## Consegna
Restituisci, copiandole, tutte le righe dei dati seguenti che contengono la stringa "balcony". Distingui tra maiuscole e minuscole.

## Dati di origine
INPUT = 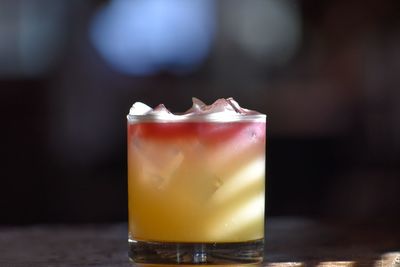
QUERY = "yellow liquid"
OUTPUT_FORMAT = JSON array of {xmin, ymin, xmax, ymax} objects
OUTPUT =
[{"xmin": 128, "ymin": 122, "xmax": 265, "ymax": 243}]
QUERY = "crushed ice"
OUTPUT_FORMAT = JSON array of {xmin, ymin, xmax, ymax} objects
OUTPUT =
[{"xmin": 129, "ymin": 97, "xmax": 261, "ymax": 117}]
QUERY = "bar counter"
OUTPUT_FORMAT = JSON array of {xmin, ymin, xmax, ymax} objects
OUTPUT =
[{"xmin": 0, "ymin": 217, "xmax": 400, "ymax": 267}]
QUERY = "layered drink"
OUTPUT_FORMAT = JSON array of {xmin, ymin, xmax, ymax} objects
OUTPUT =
[{"xmin": 128, "ymin": 98, "xmax": 266, "ymax": 263}]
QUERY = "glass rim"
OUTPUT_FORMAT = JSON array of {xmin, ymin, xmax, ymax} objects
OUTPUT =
[{"xmin": 126, "ymin": 113, "xmax": 267, "ymax": 123}]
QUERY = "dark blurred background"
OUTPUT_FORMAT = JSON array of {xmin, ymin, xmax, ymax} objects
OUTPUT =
[{"xmin": 0, "ymin": 0, "xmax": 400, "ymax": 224}]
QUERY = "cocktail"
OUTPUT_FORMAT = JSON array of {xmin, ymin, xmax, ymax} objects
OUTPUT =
[{"xmin": 128, "ymin": 98, "xmax": 266, "ymax": 264}]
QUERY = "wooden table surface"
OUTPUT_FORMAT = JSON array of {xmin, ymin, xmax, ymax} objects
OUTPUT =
[{"xmin": 0, "ymin": 218, "xmax": 400, "ymax": 267}]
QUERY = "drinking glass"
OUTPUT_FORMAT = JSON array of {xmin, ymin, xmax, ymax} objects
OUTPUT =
[{"xmin": 127, "ymin": 114, "xmax": 266, "ymax": 264}]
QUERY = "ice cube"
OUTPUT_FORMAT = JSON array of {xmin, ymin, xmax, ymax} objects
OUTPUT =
[
  {"xmin": 207, "ymin": 193, "xmax": 264, "ymax": 241},
  {"xmin": 129, "ymin": 102, "xmax": 153, "ymax": 115},
  {"xmin": 135, "ymin": 140, "xmax": 184, "ymax": 189},
  {"xmin": 129, "ymin": 97, "xmax": 260, "ymax": 119},
  {"xmin": 210, "ymin": 157, "xmax": 265, "ymax": 205}
]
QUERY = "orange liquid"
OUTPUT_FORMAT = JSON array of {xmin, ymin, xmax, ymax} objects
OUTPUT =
[{"xmin": 128, "ymin": 122, "xmax": 265, "ymax": 243}]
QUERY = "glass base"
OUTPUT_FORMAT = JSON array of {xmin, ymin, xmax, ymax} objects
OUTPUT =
[{"xmin": 129, "ymin": 239, "xmax": 264, "ymax": 264}]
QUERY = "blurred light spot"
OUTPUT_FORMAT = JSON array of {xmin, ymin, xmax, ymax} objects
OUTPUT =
[
  {"xmin": 224, "ymin": 0, "xmax": 301, "ymax": 64},
  {"xmin": 90, "ymin": 0, "xmax": 215, "ymax": 75},
  {"xmin": 0, "ymin": 0, "xmax": 67, "ymax": 77}
]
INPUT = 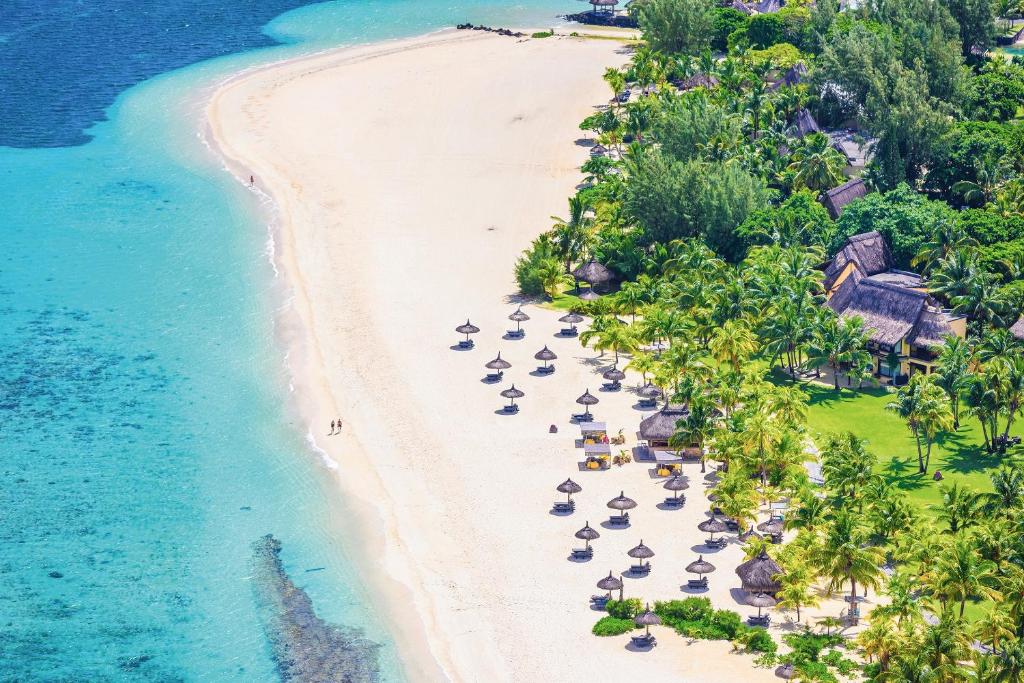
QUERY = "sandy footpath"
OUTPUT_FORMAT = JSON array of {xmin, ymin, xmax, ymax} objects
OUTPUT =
[{"xmin": 209, "ymin": 32, "xmax": 798, "ymax": 682}]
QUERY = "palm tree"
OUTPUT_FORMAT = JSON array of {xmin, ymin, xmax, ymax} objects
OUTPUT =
[
  {"xmin": 709, "ymin": 319, "xmax": 757, "ymax": 372},
  {"xmin": 812, "ymin": 510, "xmax": 885, "ymax": 600},
  {"xmin": 807, "ymin": 315, "xmax": 869, "ymax": 391},
  {"xmin": 929, "ymin": 537, "xmax": 996, "ymax": 618},
  {"xmin": 788, "ymin": 133, "xmax": 846, "ymax": 191},
  {"xmin": 886, "ymin": 375, "xmax": 953, "ymax": 474}
]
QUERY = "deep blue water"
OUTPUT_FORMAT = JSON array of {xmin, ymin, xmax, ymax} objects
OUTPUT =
[{"xmin": 0, "ymin": 0, "xmax": 574, "ymax": 681}]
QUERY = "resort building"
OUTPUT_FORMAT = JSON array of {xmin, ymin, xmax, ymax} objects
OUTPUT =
[{"xmin": 823, "ymin": 231, "xmax": 967, "ymax": 383}]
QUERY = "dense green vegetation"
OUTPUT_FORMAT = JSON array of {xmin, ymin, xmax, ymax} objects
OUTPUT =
[{"xmin": 516, "ymin": 0, "xmax": 1024, "ymax": 683}]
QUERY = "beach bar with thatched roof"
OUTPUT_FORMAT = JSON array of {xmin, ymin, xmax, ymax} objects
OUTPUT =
[{"xmin": 736, "ymin": 550, "xmax": 783, "ymax": 597}]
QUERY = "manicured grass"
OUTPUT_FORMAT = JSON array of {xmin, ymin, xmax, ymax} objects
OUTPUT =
[{"xmin": 772, "ymin": 373, "xmax": 1024, "ymax": 505}]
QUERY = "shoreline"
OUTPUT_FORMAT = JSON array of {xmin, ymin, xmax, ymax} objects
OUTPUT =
[{"xmin": 208, "ymin": 30, "xmax": 771, "ymax": 683}]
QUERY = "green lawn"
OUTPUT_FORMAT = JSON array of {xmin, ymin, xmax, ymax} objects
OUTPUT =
[{"xmin": 773, "ymin": 375, "xmax": 1024, "ymax": 505}]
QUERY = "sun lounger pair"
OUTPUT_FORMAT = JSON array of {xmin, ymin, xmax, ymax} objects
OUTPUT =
[
  {"xmin": 572, "ymin": 548, "xmax": 594, "ymax": 560},
  {"xmin": 608, "ymin": 512, "xmax": 630, "ymax": 526},
  {"xmin": 632, "ymin": 635, "xmax": 657, "ymax": 648}
]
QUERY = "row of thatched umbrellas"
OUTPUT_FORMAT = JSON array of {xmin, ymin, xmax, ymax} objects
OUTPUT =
[{"xmin": 455, "ymin": 307, "xmax": 584, "ymax": 348}]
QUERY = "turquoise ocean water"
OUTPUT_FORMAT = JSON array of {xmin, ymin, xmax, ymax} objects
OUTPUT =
[{"xmin": 0, "ymin": 0, "xmax": 580, "ymax": 681}]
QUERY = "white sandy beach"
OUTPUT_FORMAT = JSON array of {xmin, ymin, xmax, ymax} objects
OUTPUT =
[{"xmin": 209, "ymin": 31, "xmax": 856, "ymax": 683}]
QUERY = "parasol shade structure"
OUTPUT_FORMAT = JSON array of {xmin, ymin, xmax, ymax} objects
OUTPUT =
[
  {"xmin": 483, "ymin": 351, "xmax": 512, "ymax": 370},
  {"xmin": 534, "ymin": 344, "xmax": 558, "ymax": 368},
  {"xmin": 597, "ymin": 571, "xmax": 623, "ymax": 600},
  {"xmin": 509, "ymin": 308, "xmax": 529, "ymax": 330},
  {"xmin": 626, "ymin": 541, "xmax": 654, "ymax": 560},
  {"xmin": 502, "ymin": 384, "xmax": 526, "ymax": 410},
  {"xmin": 746, "ymin": 593, "xmax": 775, "ymax": 617},
  {"xmin": 574, "ymin": 522, "xmax": 601, "ymax": 550},
  {"xmin": 455, "ymin": 317, "xmax": 480, "ymax": 344},
  {"xmin": 601, "ymin": 368, "xmax": 626, "ymax": 382},
  {"xmin": 608, "ymin": 492, "xmax": 637, "ymax": 512},
  {"xmin": 633, "ymin": 603, "xmax": 662, "ymax": 637},
  {"xmin": 577, "ymin": 389, "xmax": 600, "ymax": 421},
  {"xmin": 686, "ymin": 555, "xmax": 715, "ymax": 577},
  {"xmin": 664, "ymin": 474, "xmax": 690, "ymax": 498},
  {"xmin": 637, "ymin": 382, "xmax": 664, "ymax": 398},
  {"xmin": 555, "ymin": 479, "xmax": 583, "ymax": 503},
  {"xmin": 697, "ymin": 515, "xmax": 729, "ymax": 541}
]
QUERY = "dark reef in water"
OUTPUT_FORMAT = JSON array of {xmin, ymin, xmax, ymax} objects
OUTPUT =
[{"xmin": 253, "ymin": 535, "xmax": 380, "ymax": 683}]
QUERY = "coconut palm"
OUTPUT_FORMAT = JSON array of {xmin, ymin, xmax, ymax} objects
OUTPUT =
[
  {"xmin": 788, "ymin": 133, "xmax": 846, "ymax": 191},
  {"xmin": 929, "ymin": 537, "xmax": 996, "ymax": 618}
]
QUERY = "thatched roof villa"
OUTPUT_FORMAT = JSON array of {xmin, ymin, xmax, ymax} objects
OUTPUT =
[
  {"xmin": 821, "ymin": 178, "xmax": 867, "ymax": 218},
  {"xmin": 824, "ymin": 231, "xmax": 967, "ymax": 379}
]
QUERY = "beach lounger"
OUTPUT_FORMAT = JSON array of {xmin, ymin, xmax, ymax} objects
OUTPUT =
[
  {"xmin": 632, "ymin": 635, "xmax": 657, "ymax": 648},
  {"xmin": 608, "ymin": 512, "xmax": 630, "ymax": 526},
  {"xmin": 572, "ymin": 548, "xmax": 594, "ymax": 560}
]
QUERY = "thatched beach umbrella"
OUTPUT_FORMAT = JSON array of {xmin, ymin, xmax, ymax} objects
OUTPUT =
[
  {"xmin": 626, "ymin": 541, "xmax": 654, "ymax": 564},
  {"xmin": 686, "ymin": 555, "xmax": 715, "ymax": 577},
  {"xmin": 608, "ymin": 492, "xmax": 637, "ymax": 512},
  {"xmin": 575, "ymin": 522, "xmax": 601, "ymax": 550},
  {"xmin": 509, "ymin": 307, "xmax": 529, "ymax": 332},
  {"xmin": 746, "ymin": 593, "xmax": 775, "ymax": 618},
  {"xmin": 597, "ymin": 571, "xmax": 623, "ymax": 600},
  {"xmin": 697, "ymin": 515, "xmax": 729, "ymax": 541},
  {"xmin": 664, "ymin": 474, "xmax": 690, "ymax": 498},
  {"xmin": 736, "ymin": 549, "xmax": 784, "ymax": 595},
  {"xmin": 577, "ymin": 389, "xmax": 600, "ymax": 418},
  {"xmin": 601, "ymin": 368, "xmax": 626, "ymax": 382},
  {"xmin": 455, "ymin": 317, "xmax": 480, "ymax": 342},
  {"xmin": 502, "ymin": 384, "xmax": 526, "ymax": 409},
  {"xmin": 633, "ymin": 603, "xmax": 662, "ymax": 638},
  {"xmin": 775, "ymin": 663, "xmax": 797, "ymax": 681},
  {"xmin": 555, "ymin": 479, "xmax": 583, "ymax": 503},
  {"xmin": 534, "ymin": 344, "xmax": 558, "ymax": 368},
  {"xmin": 483, "ymin": 351, "xmax": 512, "ymax": 370}
]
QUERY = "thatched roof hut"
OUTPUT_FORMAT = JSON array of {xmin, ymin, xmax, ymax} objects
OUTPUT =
[
  {"xmin": 822, "ymin": 230, "xmax": 893, "ymax": 290},
  {"xmin": 793, "ymin": 109, "xmax": 821, "ymax": 137},
  {"xmin": 572, "ymin": 259, "xmax": 611, "ymax": 287},
  {"xmin": 1010, "ymin": 315, "xmax": 1024, "ymax": 341},
  {"xmin": 821, "ymin": 178, "xmax": 867, "ymax": 218},
  {"xmin": 736, "ymin": 550, "xmax": 784, "ymax": 595},
  {"xmin": 640, "ymin": 405, "xmax": 689, "ymax": 449}
]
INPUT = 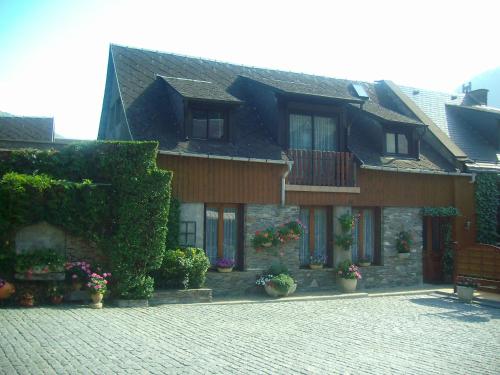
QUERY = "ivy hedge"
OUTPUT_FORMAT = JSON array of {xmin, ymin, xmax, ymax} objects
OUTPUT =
[
  {"xmin": 475, "ymin": 173, "xmax": 499, "ymax": 244},
  {"xmin": 0, "ymin": 141, "xmax": 172, "ymax": 299}
]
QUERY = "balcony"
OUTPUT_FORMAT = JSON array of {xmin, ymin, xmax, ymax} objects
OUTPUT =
[{"xmin": 287, "ymin": 150, "xmax": 359, "ymax": 193}]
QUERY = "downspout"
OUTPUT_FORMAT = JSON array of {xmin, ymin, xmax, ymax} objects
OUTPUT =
[{"xmin": 281, "ymin": 161, "xmax": 293, "ymax": 207}]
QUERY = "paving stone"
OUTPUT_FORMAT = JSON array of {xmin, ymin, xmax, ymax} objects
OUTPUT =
[{"xmin": 0, "ymin": 295, "xmax": 500, "ymax": 375}]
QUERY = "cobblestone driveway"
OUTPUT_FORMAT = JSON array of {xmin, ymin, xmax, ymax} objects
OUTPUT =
[{"xmin": 0, "ymin": 296, "xmax": 500, "ymax": 375}]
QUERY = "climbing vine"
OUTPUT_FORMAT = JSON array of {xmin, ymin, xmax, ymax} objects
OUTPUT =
[{"xmin": 475, "ymin": 173, "xmax": 499, "ymax": 244}]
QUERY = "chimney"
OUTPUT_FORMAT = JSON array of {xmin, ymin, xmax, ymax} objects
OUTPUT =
[{"xmin": 462, "ymin": 89, "xmax": 488, "ymax": 105}]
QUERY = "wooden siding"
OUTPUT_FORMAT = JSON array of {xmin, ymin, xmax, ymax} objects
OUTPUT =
[{"xmin": 157, "ymin": 154, "xmax": 288, "ymax": 204}]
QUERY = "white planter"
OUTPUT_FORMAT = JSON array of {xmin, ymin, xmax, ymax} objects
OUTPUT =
[
  {"xmin": 340, "ymin": 277, "xmax": 358, "ymax": 293},
  {"xmin": 457, "ymin": 285, "xmax": 474, "ymax": 302}
]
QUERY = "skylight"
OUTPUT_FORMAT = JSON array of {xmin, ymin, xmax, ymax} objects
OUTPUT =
[{"xmin": 352, "ymin": 83, "xmax": 370, "ymax": 100}]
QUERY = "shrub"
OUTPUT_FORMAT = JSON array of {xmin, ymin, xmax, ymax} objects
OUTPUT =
[
  {"xmin": 270, "ymin": 273, "xmax": 295, "ymax": 294},
  {"xmin": 155, "ymin": 247, "xmax": 210, "ymax": 289}
]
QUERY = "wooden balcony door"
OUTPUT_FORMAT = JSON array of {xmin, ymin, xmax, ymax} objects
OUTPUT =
[{"xmin": 422, "ymin": 216, "xmax": 451, "ymax": 283}]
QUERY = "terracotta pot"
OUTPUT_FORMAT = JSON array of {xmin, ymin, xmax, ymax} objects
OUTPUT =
[
  {"xmin": 309, "ymin": 264, "xmax": 323, "ymax": 270},
  {"xmin": 50, "ymin": 296, "xmax": 64, "ymax": 305},
  {"xmin": 457, "ymin": 285, "xmax": 474, "ymax": 302},
  {"xmin": 0, "ymin": 282, "xmax": 16, "ymax": 299},
  {"xmin": 90, "ymin": 293, "xmax": 103, "ymax": 304},
  {"xmin": 340, "ymin": 277, "xmax": 358, "ymax": 293},
  {"xmin": 217, "ymin": 267, "xmax": 233, "ymax": 273}
]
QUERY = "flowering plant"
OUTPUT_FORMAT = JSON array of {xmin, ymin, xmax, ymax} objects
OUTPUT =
[
  {"xmin": 456, "ymin": 276, "xmax": 478, "ymax": 289},
  {"xmin": 396, "ymin": 230, "xmax": 413, "ymax": 253},
  {"xmin": 87, "ymin": 272, "xmax": 111, "ymax": 294},
  {"xmin": 215, "ymin": 258, "xmax": 234, "ymax": 268},
  {"xmin": 337, "ymin": 260, "xmax": 361, "ymax": 280},
  {"xmin": 309, "ymin": 255, "xmax": 326, "ymax": 265},
  {"xmin": 64, "ymin": 262, "xmax": 91, "ymax": 282}
]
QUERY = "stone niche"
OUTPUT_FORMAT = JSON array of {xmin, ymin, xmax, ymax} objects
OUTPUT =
[{"xmin": 15, "ymin": 221, "xmax": 105, "ymax": 264}]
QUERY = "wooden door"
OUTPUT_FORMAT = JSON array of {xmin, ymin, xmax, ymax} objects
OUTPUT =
[{"xmin": 422, "ymin": 216, "xmax": 450, "ymax": 283}]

## Risultato
QUERY = "balcony"
QUERY = "wooden balcony door"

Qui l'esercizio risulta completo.